EXERCISE INPUTS Start Marker

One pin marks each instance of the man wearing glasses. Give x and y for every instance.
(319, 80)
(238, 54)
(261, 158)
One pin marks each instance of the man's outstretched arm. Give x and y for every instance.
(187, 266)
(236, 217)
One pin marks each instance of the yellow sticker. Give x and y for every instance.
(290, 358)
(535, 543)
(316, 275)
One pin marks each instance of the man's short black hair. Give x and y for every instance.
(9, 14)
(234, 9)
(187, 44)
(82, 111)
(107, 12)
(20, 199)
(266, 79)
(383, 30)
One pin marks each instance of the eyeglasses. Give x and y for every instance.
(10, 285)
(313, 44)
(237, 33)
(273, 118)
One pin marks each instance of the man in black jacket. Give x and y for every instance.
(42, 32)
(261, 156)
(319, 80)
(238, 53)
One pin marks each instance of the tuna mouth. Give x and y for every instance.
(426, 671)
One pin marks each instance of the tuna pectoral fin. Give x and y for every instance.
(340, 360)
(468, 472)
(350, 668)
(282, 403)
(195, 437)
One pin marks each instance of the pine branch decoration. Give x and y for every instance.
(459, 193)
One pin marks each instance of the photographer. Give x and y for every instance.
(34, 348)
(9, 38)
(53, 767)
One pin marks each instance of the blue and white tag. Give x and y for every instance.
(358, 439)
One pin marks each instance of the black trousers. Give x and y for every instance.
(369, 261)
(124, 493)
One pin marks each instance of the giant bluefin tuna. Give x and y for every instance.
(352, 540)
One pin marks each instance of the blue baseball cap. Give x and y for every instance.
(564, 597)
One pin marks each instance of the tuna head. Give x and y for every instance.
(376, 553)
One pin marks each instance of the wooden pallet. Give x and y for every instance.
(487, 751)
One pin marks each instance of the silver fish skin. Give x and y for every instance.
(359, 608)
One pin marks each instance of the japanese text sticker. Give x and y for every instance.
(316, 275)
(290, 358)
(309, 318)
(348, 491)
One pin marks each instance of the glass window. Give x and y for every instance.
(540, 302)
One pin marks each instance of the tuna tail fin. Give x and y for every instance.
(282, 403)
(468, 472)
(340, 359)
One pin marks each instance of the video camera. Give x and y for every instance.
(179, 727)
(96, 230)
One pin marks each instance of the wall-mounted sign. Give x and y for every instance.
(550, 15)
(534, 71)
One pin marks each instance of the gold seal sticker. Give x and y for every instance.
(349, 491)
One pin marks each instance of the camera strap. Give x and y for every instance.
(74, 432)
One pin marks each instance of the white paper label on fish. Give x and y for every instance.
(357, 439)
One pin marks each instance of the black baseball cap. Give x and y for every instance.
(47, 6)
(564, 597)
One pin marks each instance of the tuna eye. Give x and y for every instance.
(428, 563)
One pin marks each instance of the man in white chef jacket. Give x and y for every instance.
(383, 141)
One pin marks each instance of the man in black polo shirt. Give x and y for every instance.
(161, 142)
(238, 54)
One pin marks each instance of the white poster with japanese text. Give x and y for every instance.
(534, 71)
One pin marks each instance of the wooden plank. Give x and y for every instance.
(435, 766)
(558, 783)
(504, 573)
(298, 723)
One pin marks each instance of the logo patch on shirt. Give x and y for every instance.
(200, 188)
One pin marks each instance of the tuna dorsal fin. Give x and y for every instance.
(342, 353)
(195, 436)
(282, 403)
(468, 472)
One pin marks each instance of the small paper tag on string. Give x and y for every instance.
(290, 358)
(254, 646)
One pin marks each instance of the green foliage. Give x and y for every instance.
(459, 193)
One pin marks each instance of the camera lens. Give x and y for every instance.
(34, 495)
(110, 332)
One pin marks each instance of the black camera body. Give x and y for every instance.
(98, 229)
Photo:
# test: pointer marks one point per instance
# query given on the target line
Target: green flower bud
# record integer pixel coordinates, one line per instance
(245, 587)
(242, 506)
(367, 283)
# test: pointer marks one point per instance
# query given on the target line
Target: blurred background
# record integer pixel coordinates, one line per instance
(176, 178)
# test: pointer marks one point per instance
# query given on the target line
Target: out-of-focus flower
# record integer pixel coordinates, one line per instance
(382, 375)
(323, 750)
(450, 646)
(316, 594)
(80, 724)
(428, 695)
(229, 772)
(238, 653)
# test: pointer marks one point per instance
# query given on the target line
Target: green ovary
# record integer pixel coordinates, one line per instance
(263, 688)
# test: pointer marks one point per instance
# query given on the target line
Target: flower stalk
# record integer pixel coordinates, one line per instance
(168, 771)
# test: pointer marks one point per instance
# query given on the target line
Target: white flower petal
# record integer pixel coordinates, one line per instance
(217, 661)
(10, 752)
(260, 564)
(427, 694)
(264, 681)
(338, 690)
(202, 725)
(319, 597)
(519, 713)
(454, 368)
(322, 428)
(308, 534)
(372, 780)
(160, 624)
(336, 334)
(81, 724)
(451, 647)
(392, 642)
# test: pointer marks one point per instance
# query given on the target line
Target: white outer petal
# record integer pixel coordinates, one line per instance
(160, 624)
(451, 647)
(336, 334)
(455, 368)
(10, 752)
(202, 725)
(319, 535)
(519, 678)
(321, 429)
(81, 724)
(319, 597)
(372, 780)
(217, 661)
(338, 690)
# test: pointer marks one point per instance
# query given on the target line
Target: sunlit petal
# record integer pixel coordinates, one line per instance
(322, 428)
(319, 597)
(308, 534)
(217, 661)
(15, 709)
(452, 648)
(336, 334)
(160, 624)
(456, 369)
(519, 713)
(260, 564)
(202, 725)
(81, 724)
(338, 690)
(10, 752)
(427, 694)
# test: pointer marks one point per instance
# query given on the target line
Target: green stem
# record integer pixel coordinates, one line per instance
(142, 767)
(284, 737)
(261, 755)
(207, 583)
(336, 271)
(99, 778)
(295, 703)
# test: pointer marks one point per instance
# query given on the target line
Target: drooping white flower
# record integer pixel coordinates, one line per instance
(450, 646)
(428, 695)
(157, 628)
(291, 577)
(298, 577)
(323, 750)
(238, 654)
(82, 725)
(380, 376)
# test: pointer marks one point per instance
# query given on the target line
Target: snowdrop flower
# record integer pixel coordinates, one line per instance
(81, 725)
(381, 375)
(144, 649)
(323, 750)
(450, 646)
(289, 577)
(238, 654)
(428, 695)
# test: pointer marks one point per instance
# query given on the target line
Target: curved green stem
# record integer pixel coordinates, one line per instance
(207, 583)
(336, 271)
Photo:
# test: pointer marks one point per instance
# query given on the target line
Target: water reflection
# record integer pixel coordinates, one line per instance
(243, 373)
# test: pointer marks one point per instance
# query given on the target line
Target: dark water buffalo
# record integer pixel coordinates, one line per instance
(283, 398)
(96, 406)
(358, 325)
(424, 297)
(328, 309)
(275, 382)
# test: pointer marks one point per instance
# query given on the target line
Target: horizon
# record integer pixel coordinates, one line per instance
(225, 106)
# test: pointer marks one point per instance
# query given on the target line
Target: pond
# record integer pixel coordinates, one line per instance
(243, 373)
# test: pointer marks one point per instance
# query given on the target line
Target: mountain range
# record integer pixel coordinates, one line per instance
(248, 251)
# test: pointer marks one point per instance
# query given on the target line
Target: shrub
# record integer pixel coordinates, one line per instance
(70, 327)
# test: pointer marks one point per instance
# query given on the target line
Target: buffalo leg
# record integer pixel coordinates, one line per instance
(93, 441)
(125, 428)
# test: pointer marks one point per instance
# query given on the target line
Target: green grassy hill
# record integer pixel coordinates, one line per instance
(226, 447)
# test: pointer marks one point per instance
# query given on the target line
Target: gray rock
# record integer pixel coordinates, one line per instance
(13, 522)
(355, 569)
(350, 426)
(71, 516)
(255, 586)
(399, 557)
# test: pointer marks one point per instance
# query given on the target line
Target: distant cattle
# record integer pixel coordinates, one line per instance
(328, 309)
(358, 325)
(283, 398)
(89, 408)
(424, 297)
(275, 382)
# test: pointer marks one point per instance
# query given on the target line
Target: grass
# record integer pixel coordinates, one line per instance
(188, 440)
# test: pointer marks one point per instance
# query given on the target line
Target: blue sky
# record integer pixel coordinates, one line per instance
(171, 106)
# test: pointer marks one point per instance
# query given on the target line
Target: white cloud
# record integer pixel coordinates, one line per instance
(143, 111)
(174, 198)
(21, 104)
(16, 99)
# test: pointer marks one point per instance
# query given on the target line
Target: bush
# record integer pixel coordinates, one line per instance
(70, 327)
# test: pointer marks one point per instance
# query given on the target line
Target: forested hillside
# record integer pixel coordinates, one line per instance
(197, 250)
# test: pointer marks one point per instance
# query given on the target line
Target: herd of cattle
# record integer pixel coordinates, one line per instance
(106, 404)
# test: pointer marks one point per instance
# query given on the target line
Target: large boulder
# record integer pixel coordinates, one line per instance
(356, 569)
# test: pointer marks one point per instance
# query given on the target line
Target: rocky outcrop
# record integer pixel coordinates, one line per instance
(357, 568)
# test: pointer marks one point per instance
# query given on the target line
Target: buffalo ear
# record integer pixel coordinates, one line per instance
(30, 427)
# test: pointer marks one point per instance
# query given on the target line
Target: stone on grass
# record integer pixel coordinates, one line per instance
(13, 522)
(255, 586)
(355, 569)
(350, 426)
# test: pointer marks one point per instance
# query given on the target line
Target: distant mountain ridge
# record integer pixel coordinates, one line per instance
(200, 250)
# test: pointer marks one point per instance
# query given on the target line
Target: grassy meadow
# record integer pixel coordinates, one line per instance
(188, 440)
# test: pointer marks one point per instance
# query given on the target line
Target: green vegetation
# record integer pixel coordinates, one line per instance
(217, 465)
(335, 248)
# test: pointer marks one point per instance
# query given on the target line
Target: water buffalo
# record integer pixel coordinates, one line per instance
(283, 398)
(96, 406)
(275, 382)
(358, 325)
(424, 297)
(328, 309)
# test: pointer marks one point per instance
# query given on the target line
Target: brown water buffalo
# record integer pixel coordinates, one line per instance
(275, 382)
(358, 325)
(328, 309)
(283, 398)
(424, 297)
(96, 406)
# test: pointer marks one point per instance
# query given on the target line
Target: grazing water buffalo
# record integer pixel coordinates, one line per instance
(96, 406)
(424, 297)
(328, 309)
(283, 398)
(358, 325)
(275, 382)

EXERCISE INPUTS End Marker

• _REQUIREMENT_
Find the string "buffalo" in the entries above and return each line that holds it.

• _WRITTEN REPLY_
Target: dark water buffalo
Target: buffalo leg
Target: buffalo ear
Target: water buffalo
Target: brown water buffalo
Target: grazing water buffalo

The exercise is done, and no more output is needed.